# [Aim of the task]
Exactly as they appear below, repeat the lines from the one with "Look at the photo above. For every instance of the mexican" through the one with "Look at the photo above. For every instance of the orange", and no others.

====== Records for the exercise ======

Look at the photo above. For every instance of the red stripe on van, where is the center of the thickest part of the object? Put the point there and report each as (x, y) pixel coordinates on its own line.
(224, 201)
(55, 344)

======
====== Records for the exercise ======

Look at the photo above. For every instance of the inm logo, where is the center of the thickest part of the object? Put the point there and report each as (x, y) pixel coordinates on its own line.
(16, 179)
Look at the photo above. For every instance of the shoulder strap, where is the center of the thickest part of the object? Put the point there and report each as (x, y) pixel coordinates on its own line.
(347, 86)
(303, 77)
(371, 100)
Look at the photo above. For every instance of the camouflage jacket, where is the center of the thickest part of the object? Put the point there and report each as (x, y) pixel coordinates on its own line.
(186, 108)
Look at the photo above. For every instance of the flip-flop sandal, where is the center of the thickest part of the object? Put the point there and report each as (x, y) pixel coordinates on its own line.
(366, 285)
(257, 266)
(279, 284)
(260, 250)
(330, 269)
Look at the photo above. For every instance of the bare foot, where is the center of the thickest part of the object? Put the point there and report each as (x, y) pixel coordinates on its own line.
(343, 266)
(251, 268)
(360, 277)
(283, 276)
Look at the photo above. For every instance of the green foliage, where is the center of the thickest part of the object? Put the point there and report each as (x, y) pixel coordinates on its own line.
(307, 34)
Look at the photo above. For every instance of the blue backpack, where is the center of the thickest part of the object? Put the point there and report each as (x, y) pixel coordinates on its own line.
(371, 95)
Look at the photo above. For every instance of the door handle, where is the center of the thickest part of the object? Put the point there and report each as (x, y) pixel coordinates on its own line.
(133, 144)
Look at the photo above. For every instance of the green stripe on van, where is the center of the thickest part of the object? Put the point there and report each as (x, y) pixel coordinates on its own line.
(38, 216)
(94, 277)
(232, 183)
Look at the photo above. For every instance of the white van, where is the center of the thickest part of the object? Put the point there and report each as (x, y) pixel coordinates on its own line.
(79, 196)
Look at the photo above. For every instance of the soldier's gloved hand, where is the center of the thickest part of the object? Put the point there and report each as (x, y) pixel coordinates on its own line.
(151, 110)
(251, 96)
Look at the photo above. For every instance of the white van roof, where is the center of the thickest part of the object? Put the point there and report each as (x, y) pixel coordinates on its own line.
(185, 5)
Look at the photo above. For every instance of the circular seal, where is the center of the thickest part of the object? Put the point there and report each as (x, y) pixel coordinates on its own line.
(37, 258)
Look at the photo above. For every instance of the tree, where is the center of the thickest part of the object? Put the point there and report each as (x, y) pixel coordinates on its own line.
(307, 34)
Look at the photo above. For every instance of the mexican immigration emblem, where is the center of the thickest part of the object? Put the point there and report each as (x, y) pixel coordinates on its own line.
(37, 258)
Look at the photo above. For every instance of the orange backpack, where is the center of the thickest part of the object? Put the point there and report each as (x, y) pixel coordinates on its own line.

======

# [Result]
Look at the photo above. For every instance of the mexican immigration emblem, where is the center of the thickest part of the object? Put the point there and report each as (x, y) pixel coordinates on its own line.
(37, 258)
Look at the photo above. For every instance of the orange backpack, where is the center of the thickest part of the object? Put the point there and report each as (x, y) pixel coordinates on its own line.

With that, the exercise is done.